_Task instructions_.
Rewrite the records below, substituting "mark" for every "indicate" and changing nothing else.

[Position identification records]
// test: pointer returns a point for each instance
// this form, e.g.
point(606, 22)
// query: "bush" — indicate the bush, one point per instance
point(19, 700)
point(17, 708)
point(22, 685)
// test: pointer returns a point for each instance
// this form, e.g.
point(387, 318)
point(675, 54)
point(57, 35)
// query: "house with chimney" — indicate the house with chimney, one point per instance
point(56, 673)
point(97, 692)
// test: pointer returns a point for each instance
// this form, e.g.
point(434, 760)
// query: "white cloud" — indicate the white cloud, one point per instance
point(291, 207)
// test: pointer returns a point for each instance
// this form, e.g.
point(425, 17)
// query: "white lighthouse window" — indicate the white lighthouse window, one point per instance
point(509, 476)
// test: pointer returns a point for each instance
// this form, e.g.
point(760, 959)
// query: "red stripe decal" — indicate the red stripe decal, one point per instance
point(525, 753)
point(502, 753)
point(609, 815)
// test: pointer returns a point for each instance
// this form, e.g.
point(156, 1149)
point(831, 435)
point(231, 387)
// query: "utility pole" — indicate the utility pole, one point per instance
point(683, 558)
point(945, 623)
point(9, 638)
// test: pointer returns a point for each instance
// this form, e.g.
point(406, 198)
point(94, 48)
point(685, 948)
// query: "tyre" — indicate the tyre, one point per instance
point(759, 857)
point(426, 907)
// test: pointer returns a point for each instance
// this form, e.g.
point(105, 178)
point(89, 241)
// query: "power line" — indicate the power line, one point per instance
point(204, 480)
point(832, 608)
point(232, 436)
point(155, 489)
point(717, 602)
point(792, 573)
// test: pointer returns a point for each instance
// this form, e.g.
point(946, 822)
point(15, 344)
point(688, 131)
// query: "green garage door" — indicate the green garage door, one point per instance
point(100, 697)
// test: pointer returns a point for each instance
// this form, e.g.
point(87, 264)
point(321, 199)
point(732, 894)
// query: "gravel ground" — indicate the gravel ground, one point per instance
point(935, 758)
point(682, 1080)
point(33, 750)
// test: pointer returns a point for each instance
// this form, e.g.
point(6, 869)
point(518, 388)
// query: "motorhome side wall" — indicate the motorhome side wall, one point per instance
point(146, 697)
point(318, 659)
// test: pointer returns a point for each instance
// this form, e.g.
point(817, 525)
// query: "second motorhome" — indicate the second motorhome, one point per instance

_Full output_.
// test: pointer returns a point for each instance
// this form, e.g.
point(606, 22)
// query: "bush" — mark the bush, one point per instance
point(19, 700)
point(17, 708)
point(22, 685)
// test: pointer returns a point for each instance
// this form, e.g.
point(387, 318)
point(675, 54)
point(57, 35)
// query: "house with chimney" — mark the house with chimney, one point per instance
point(56, 673)
point(97, 692)
// test: pointer returns a point for each instance
// this form, e.g.
point(434, 760)
// query: "white cloud" — mark the white cloud, one point per instance
point(291, 207)
// test: pointer returns a point for each instance
// this form, e.g.
point(425, 17)
// query: "white lighthouse window" — mark the white lighthouse window, one point per instance
point(509, 476)
// test: pointer returns a point for each instance
// this form, e.g.
point(760, 959)
// query: "red stripe decal" — mark the red stripe decal, one point per instance
point(525, 753)
point(502, 753)
point(609, 815)
// test: pointer returns a point for each instance
// this form, e.g.
point(156, 1149)
point(831, 435)
point(231, 387)
// query: "utility pole" — mark the utility pole, one point per instance
point(683, 558)
point(945, 623)
point(9, 638)
// test: pointer returns a point for each instance
// this form, e.g.
point(406, 198)
point(94, 48)
point(685, 948)
// query: "tyre" — mark the tyre, one point per instance
point(759, 857)
point(426, 907)
// test: pointer returns a point for each instance
// this form, e.g.
point(105, 178)
point(89, 241)
// query: "power line" — mark the power line, one point per instance
point(204, 480)
point(832, 608)
point(232, 436)
point(155, 489)
point(717, 602)
point(792, 573)
// test: pointer returns a point for each instance
// this form, e.g.
point(946, 822)
point(15, 344)
point(688, 131)
// query: "green garage door" — mark the green garage door, one point per instance
point(100, 697)
// test: pointer returns a point for each instance
// this form, e.g.
point(87, 264)
point(321, 199)
point(732, 894)
// query: "gravel ground" — mark the gravel ground, one point per instance
point(935, 758)
point(682, 1080)
point(33, 750)
// test: pointer returns a point for each instance
// this form, e.g.
point(6, 869)
point(518, 388)
// query: "motorhome side wall" — mark the motorhome side wall, one point per instance
point(146, 697)
point(318, 659)
// test: pointer returns a point for each instance
// this form, e.g.
point(817, 525)
// query: "second motorhome" — mark the second motorhome, one point per instance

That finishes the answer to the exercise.